▸ Recorded data:

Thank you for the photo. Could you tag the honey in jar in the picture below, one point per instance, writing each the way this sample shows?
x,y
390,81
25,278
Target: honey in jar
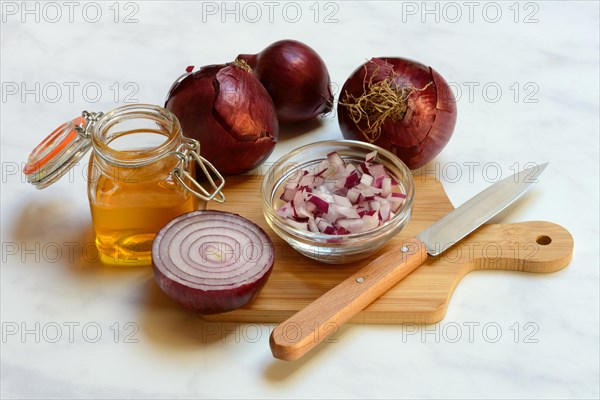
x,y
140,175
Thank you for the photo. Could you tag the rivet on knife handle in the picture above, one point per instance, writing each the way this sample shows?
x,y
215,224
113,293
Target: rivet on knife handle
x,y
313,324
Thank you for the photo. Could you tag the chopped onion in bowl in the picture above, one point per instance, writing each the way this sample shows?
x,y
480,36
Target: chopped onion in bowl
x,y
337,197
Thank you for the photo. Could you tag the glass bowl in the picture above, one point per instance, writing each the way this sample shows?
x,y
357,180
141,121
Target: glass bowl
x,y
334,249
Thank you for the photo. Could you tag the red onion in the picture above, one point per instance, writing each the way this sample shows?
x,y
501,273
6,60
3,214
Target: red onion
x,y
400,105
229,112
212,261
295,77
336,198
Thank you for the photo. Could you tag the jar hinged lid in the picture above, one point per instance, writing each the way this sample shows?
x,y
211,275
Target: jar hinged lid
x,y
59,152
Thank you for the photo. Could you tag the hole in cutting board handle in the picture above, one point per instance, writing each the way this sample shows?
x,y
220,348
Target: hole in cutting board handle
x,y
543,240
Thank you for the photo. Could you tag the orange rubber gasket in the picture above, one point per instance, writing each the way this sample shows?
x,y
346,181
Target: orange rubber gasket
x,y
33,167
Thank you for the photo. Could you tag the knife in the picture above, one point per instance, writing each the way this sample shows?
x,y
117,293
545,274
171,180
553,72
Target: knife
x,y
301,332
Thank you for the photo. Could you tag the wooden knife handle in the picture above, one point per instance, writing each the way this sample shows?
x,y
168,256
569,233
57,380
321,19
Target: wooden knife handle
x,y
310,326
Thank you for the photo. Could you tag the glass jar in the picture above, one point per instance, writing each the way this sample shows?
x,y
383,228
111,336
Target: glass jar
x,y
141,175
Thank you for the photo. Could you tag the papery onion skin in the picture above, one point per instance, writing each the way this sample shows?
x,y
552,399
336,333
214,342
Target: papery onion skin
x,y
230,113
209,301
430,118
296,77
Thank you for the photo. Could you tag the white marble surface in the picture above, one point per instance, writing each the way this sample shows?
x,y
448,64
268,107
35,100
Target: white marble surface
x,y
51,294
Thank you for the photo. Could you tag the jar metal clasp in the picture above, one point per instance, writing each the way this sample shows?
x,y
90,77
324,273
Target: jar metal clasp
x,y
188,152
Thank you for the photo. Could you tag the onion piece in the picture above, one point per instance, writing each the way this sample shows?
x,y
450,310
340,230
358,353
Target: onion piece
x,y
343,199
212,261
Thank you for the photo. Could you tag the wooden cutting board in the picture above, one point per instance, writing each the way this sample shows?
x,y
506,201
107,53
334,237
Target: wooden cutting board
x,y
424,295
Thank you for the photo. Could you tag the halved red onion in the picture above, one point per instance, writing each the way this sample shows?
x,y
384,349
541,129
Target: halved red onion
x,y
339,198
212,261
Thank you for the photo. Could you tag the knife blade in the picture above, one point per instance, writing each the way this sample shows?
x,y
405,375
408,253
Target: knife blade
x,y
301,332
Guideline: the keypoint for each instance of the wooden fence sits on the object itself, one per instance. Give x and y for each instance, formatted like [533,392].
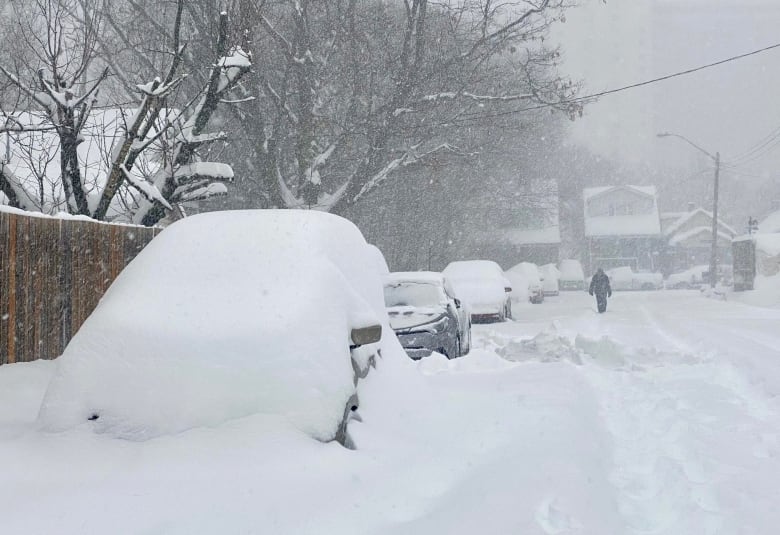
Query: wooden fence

▸ Task description: Only an exact copy of the entries, with no pictures, is expected as the answer.

▸ Response to this task:
Thank you for the photo. Could you tag the honey in jar in the picture below, one point per instance, writing each the way this sample shows?
x,y
390,81
25,278
Target: honey in jar
x,y
140,175
Thank you for the photo. Could you tag the rivet on knife handle in the picture above, one point per instance, writing each the way this sample shows?
x,y
215,224
113,293
Target: rivet on knife handle
x,y
313,324
Thank you for the photo. Could you tag the chopped onion in bowl in the picture above, one point per instance, writing each the way this sample shows?
x,y
480,36
Target: chopped onion in bowl
x,y
337,197
Thank you for the photo. Could you tag the glass bowl in the picture above, one point per instance, writing each the way this sample shows?
x,y
357,180
141,121
Target: glass bowl
x,y
334,249
Thank you for the photo. Could you tag the red onion in the picture above, one point per instance, writing each the way this sample shows?
x,y
501,273
6,60
3,214
Target: red onion
x,y
400,105
229,112
212,261
295,77
336,198
Thank you for the photo. Could you tag the jar hinged lid in the picture above, one point per instance, writing each the way this sample shows?
x,y
211,275
Target: jar hinged lid
x,y
59,152
Thank you for the photo. Could you tag the hole in cutting board handle in the picture above, one point per instance, writing each the way this sample shows?
x,y
220,348
Target: hole in cutting board handle
x,y
543,240
Thank you for the photo. Could you tag the orange rubber gasket in the picture above, one point per instance, writing each the way this sample shows?
x,y
346,181
Target: orange rubber gasket
x,y
33,167
Thank you for the photo. Could you tag the knife in the picture above, one point per instance, writing each the way this sample shows?
x,y
117,293
545,274
171,180
553,72
Target: knife
x,y
301,332
Thank you for the photo. Could you tag the wooden knife handle in the picture above, one point per instance, writing each the way this sample shows?
x,y
168,256
569,233
57,380
321,19
Target: wooden knife handle
x,y
310,326
Thank you for the photo. Could you tag the glass jar in the picture above, one point per instance, writing each the way this sample shows?
x,y
383,228
111,336
Target: glass jar
x,y
141,175
Thank you for the photo. Could you tag the papery onion skin in the picture above, one point per instance, writing each the way this sample shows?
x,y
552,399
336,333
214,342
Target: papery onion skin
x,y
230,113
209,301
430,118
296,77
Thank you for the photo. Could you tag the white marble surface in the picture above, one point per instance, writing each the way this sample shows?
x,y
448,64
268,107
35,100
Target: white marble surface
x,y
51,294
Thank you for the photo. Could you tag the jar metal clasp in the picture above, one point per instance, writing each the way this sample shows?
x,y
90,77
324,273
Target: jar metal clasp
x,y
188,152
Thank you for the photo. Could you tag the onion piece in the picture above, one point per instance, writing each the way this sample shows?
x,y
450,310
340,230
358,353
Target: onion piece
x,y
343,199
212,261
Thank you for the photo. Could you tag the wooden cutting board in the picture above, one point per instance, writing each the way this sample shows?
x,y
506,201
107,53
334,237
Target: wooden cutting board
x,y
424,295
Thank you for the photo. Could you tag the halved red onion in the picture above, one point per instance, writing each the way this sample shows?
x,y
384,349
541,129
Target: halved red onion
x,y
339,198
212,261
Thank you for the photo. Could you tag the knife blade in the picture above, one point per instance, writing each the way this sample shows?
x,y
405,375
408,253
Target: knife blade
x,y
301,332
Guideline: the keypoint for each instance of the wooden fence sits on the object itself, one per instance. Give x and y for each instance, formatted like [533,392].
Query: wooden fence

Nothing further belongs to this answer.